=== What this task involves ===
Your reply should be a faithful copy of the records below, free of pictures.

** Opening Record extracts block **

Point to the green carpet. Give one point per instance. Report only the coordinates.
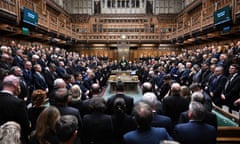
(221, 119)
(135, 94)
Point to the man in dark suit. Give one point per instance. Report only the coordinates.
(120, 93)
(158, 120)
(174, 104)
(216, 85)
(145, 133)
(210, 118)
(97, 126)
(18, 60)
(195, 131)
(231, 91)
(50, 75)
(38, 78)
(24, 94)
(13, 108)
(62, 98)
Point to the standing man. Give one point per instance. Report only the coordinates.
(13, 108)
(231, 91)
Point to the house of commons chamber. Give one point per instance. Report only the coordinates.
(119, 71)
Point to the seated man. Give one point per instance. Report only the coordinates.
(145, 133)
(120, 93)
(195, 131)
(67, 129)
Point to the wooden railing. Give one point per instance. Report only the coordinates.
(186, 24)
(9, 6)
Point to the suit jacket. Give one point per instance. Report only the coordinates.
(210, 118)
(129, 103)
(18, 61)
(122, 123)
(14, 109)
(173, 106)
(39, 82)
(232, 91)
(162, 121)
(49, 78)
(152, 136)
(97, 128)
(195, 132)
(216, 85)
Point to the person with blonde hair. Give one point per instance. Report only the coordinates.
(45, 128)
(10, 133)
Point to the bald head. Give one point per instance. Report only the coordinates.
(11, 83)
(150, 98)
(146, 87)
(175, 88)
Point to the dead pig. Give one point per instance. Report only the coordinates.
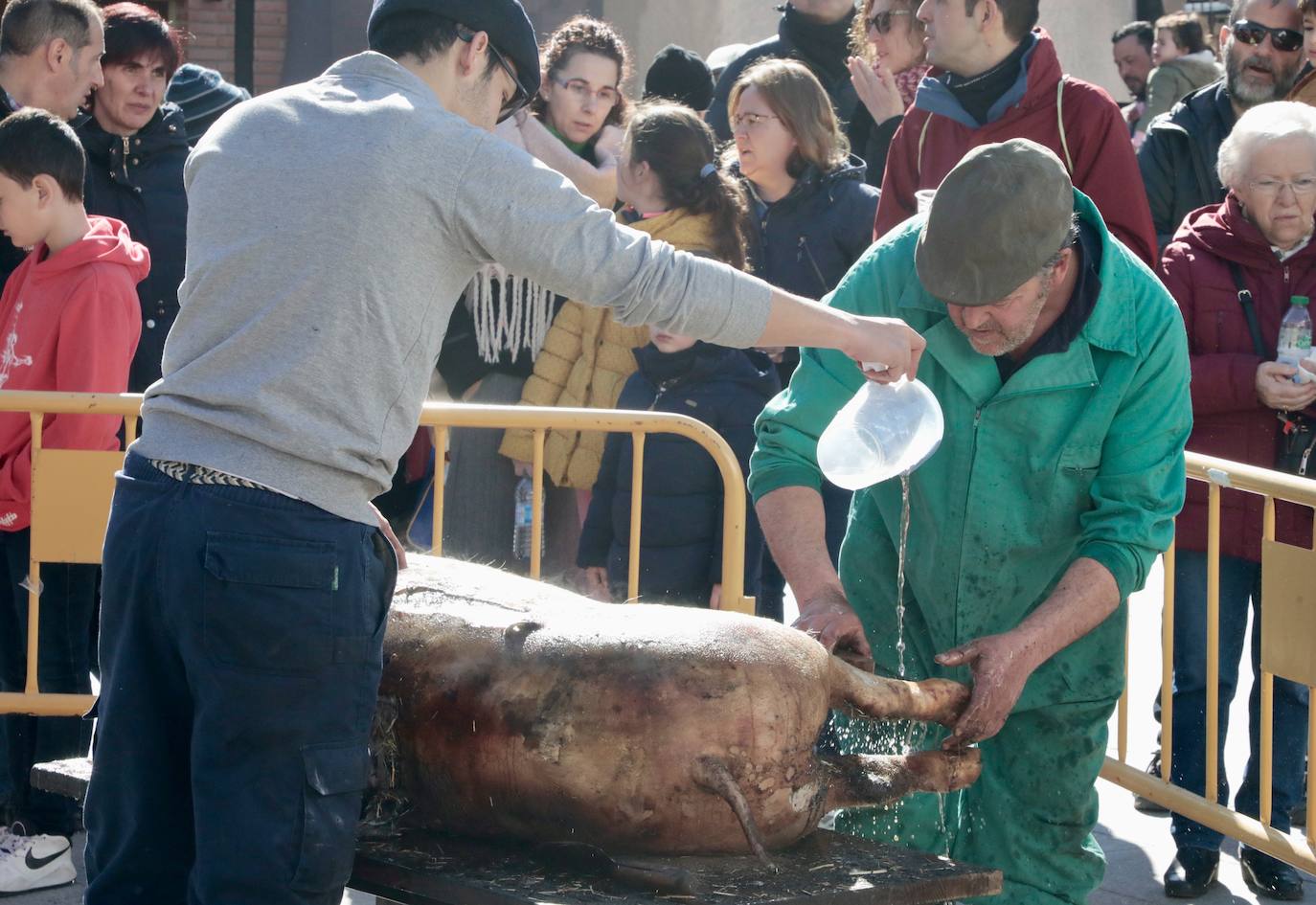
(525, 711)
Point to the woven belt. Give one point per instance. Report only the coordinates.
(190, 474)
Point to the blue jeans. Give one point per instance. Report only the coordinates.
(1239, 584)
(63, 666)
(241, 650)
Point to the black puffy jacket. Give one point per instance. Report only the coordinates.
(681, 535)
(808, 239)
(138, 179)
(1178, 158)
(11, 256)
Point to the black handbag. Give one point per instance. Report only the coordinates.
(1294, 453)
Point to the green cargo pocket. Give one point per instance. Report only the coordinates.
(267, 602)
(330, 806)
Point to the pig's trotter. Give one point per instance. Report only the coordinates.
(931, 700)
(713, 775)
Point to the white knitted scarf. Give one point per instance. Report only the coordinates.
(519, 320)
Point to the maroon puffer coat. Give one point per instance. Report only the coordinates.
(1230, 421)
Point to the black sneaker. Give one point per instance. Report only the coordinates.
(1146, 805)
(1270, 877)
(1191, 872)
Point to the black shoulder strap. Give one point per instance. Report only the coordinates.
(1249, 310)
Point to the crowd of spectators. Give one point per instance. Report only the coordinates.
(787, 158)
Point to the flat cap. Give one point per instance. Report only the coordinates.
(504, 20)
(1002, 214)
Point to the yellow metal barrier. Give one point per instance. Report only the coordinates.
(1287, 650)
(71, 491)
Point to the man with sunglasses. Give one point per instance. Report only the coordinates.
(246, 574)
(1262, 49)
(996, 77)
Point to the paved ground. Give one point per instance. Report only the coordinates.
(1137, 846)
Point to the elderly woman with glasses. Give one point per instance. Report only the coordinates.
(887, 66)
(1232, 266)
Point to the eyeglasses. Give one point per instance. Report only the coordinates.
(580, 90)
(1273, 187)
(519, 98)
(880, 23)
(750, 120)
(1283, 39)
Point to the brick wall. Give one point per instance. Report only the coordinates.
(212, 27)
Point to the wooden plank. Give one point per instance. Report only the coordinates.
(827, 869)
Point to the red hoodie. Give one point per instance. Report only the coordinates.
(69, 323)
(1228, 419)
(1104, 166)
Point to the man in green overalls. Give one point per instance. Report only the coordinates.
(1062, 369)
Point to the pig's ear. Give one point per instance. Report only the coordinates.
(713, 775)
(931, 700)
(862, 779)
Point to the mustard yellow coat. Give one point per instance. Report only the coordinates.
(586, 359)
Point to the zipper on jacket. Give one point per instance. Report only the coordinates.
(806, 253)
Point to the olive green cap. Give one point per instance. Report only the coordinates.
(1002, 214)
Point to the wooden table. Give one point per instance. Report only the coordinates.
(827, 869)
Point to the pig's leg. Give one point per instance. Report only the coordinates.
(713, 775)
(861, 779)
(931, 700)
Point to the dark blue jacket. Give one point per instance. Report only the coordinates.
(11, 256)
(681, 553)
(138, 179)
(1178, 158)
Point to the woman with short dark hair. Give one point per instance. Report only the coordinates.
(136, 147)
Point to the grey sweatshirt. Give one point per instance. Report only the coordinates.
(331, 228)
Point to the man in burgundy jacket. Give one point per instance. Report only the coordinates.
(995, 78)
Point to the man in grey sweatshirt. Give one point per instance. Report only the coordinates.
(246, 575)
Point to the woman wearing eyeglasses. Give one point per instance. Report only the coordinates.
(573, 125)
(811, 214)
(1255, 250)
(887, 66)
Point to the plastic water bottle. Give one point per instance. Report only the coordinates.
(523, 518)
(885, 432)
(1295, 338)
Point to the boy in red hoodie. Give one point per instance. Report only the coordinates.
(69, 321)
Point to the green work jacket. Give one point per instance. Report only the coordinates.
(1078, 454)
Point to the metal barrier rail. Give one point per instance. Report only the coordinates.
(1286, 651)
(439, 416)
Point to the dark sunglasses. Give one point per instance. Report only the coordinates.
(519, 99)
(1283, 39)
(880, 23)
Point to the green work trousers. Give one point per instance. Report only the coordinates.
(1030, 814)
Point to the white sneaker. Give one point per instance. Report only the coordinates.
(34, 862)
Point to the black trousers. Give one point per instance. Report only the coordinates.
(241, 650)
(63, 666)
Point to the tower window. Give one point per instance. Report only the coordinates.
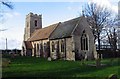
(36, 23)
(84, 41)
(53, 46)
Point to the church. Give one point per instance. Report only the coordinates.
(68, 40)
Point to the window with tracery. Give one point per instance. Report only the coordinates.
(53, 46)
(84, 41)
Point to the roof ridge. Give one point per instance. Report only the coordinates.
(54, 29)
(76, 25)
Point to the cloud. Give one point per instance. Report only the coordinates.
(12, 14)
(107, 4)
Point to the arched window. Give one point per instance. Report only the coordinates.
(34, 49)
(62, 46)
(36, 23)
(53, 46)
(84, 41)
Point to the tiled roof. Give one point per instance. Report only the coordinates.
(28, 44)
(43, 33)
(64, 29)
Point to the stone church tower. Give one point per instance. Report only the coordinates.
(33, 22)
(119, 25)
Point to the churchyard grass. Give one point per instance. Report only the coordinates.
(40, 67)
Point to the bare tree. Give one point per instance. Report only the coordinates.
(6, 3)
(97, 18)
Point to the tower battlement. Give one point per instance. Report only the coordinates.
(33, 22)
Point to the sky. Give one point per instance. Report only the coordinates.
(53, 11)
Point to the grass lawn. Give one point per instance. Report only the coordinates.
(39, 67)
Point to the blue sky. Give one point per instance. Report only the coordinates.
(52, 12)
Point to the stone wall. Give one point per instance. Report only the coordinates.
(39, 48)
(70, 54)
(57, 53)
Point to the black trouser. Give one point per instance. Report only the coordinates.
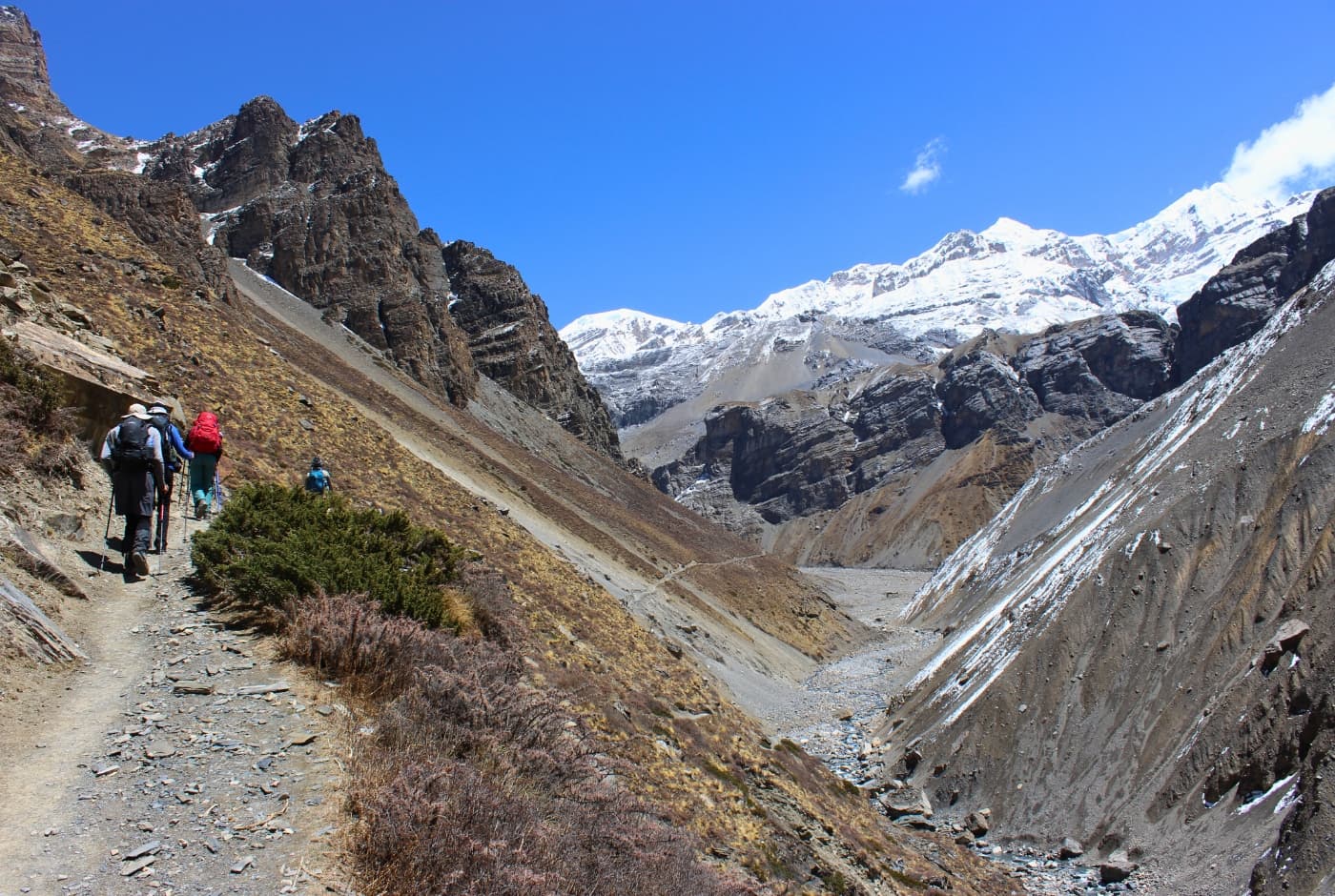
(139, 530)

** Closing Record extracts block **

=== Answer below ===
Point to the green carpet. Give one point per instance. Report only the coordinates.
(221, 119)
(135, 94)
Point to the man in dark suit. Give one point per instance. Report only the coordinates.
(120, 93)
(158, 120)
(174, 104)
(216, 85)
(145, 133)
(210, 118)
(97, 126)
(18, 60)
(195, 131)
(231, 91)
(50, 75)
(38, 78)
(24, 94)
(13, 108)
(62, 98)
Point to the standing man. Give one point per instance. Report only the coordinates.
(13, 108)
(231, 91)
Point to the house of commons chamber. Give one point per instance. Report only the coordinates.
(119, 71)
Point to the seated man. Give one point per instance. Report only the coordinates.
(145, 133)
(120, 93)
(195, 131)
(67, 129)
Point to the wooden railing. Give one point per instance. Report only the coordinates.
(186, 24)
(9, 6)
Point to the suit jacket. Give one point per instance. Report only the coordinates.
(210, 118)
(129, 103)
(18, 61)
(122, 123)
(14, 109)
(173, 106)
(39, 82)
(232, 91)
(162, 121)
(49, 78)
(152, 136)
(97, 128)
(195, 132)
(216, 85)
Point to the person with blonde hair. Give one point per instance. Report only the coordinates.
(45, 128)
(10, 133)
Point to the bald head. Give one point per instance. Report only the coordinates.
(11, 83)
(150, 98)
(146, 87)
(175, 88)
Point to the dead pig. Give one point per instance. Report only the coordinates.
(525, 711)
Point to the woven belt. Give one point per instance. Report only the coordinates.
(190, 474)
Point to the blue jeans. Give one point per instance. Report only the coordinates.
(1239, 584)
(63, 666)
(241, 650)
Point to the black puffy jacket. Give one point per instance. Report only the coordinates.
(681, 535)
(808, 239)
(138, 179)
(1178, 158)
(11, 256)
Point to the black handbag. Give one point per instance. Report only the coordinates.
(1294, 453)
Point to the green cargo pocket. Give one point per instance. Report only the coordinates.
(267, 602)
(330, 806)
Point to the pig's trotter. Give one point per instance. Report only the coordinates.
(931, 700)
(713, 775)
Point to the white knitted scarf. Give one point per instance. Report only the coordinates.
(519, 320)
Point to the maroon puffer coat. Give one point per instance. Report only the coordinates.
(1230, 421)
Point to the black sneaker. Give one point per instance. Report only the coordinates.
(1146, 805)
(1270, 877)
(1191, 872)
Point to the black shoulder strap. Give one point per instance. Report only the coordinates.
(1249, 310)
Point to the crowd of spectators. Give one point per instance. Report only the coordinates.
(787, 158)
Point to the flat cap. Give one point per instance. Report only the coordinates.
(504, 20)
(1002, 214)
Point to the yellow metal barrier. Give one point per instance. Report only the coordinates.
(1287, 650)
(71, 491)
Point to the man with sunglasses. Give one point per instance. Report only the coordinates.
(246, 574)
(1262, 49)
(996, 77)
Point to the paved ground. Give one point per instance. Report only the coordinates.
(1137, 846)
Point to the elderly woman with glasses. Give one point per instance. Report only the coordinates.
(887, 66)
(1232, 266)
Point to the eyeglasses. Give one point per instance. Report only the coordinates.
(580, 90)
(1273, 187)
(519, 98)
(880, 23)
(750, 120)
(1283, 39)
Point to the brick wall. Give one point per instance. Report only the coordinates.
(212, 27)
Point to the wooden plank. Give one point per instance. Report only the coordinates.
(827, 869)
Point to the red hoodie. Give one point per instance. Report only the coordinates.
(69, 323)
(1228, 419)
(1104, 166)
Point to the man in green overalls. Give one point per instance. Report only the coordinates.
(1062, 369)
Point to the pig's ear. Give one point per instance. Report only the coordinates.
(713, 775)
(931, 700)
(862, 779)
Point to the mustard yellow coat. Give one point per instance. Report only the coordinates.
(586, 359)
Point to the zipper on jacket. Give one point per instance. Report only the coordinates.
(806, 253)
Point to the olive green cap. Give one point per instance. Report only the coordinates.
(1002, 214)
Point to the wooden table. Give one point per instance. Report only the coordinates.
(827, 869)
Point to the pig's leg. Give one point per instance. Report only the coordinates.
(713, 775)
(861, 779)
(931, 700)
Point to the dark blue jacket. Give one point per instance. Report only the coordinates.
(11, 256)
(681, 553)
(138, 179)
(1178, 158)
Point to the woman with short dark hair. Give one point per instance. Report only the coordinates.
(136, 147)
Point to the grey sweatshirt. Give one point per instance. Report only the coordinates.
(331, 228)
Point to the man in burgundy jacket. Give one point per instance. Report only the coordinates.
(995, 78)
Point to the man in grey sweatshirt. Give one point per instance. Report only the coordinates.
(246, 575)
Point to the woman wearing eyeglasses. Give one point per instance. Report only the coordinates.
(573, 125)
(811, 214)
(1255, 250)
(887, 66)
Point to the plastic water bottle. Give one point per instance. Report only the coordinates.
(523, 518)
(885, 432)
(1295, 338)
Point to the boy in red hoodie. Give one point per instance. Report only the coordinates.
(69, 321)
Point to the green work jacket. Give one point per instance. Report only the coordinates.
(1078, 454)
Point to the metal barrier rail. Give one point per instance. Report only the coordinates.
(1286, 651)
(439, 416)
Point to the dark sunglasses. Give one point per instance. Report only the coordinates.
(519, 99)
(1283, 39)
(880, 23)
Point to the green work trousers. Give one point per instance. Report only the coordinates.
(1030, 814)
Point to the white sneaker. Give one point per instance. Report only the coordinates.
(34, 862)
Point to the black trousers. Give one point per instance. Report only the coordinates.
(241, 650)
(63, 666)
Point to the tower window. Give one point per instance. Report only the coordinates.
(36, 23)
(84, 41)
(53, 46)
Point to the church. Give one point per instance. Report only the coordinates.
(68, 40)
Point to the window with tracery. Give one point per instance. Report only the coordinates.
(53, 46)
(84, 41)
Point to the roof ridge. Give one point per instance. Report only the coordinates.
(54, 29)
(76, 25)
Point to the cloud. Give one point per instance. Report only the coordinates.
(12, 14)
(107, 4)
Point to the arched window. Give one point per instance. Report only the coordinates.
(34, 49)
(62, 46)
(36, 23)
(53, 46)
(84, 41)
Point to the tiled roof. Give one point per instance. Report only the coordinates.
(28, 44)
(43, 33)
(64, 29)
Point to the stone church tower. Give one point per instance. Report only the coordinates.
(33, 22)
(119, 25)
Point to the churchyard grass. Give one point per instance. Report only the coordinates.
(40, 67)
Point to the bare tree. Give one point per instance. Report only the coordinates.
(6, 3)
(97, 18)
Point to the tower battlement. Give one point per instance. Report only the coordinates.
(33, 22)
Point to the sky. Give one point per instance. Report only the coordinates.
(53, 11)
Point to the grass lawn. Give one point per instance. Report only the coordinates.
(39, 67)
Point to the blue sky. Give one point per instance. Report only the coordinates.
(52, 12)
Point to the stone wall. Give one point per instance. Report only the coordinates.
(39, 48)
(70, 54)
(57, 53)
Point to the black trouser. Give one point per instance. Report only the coordinates.
(139, 530)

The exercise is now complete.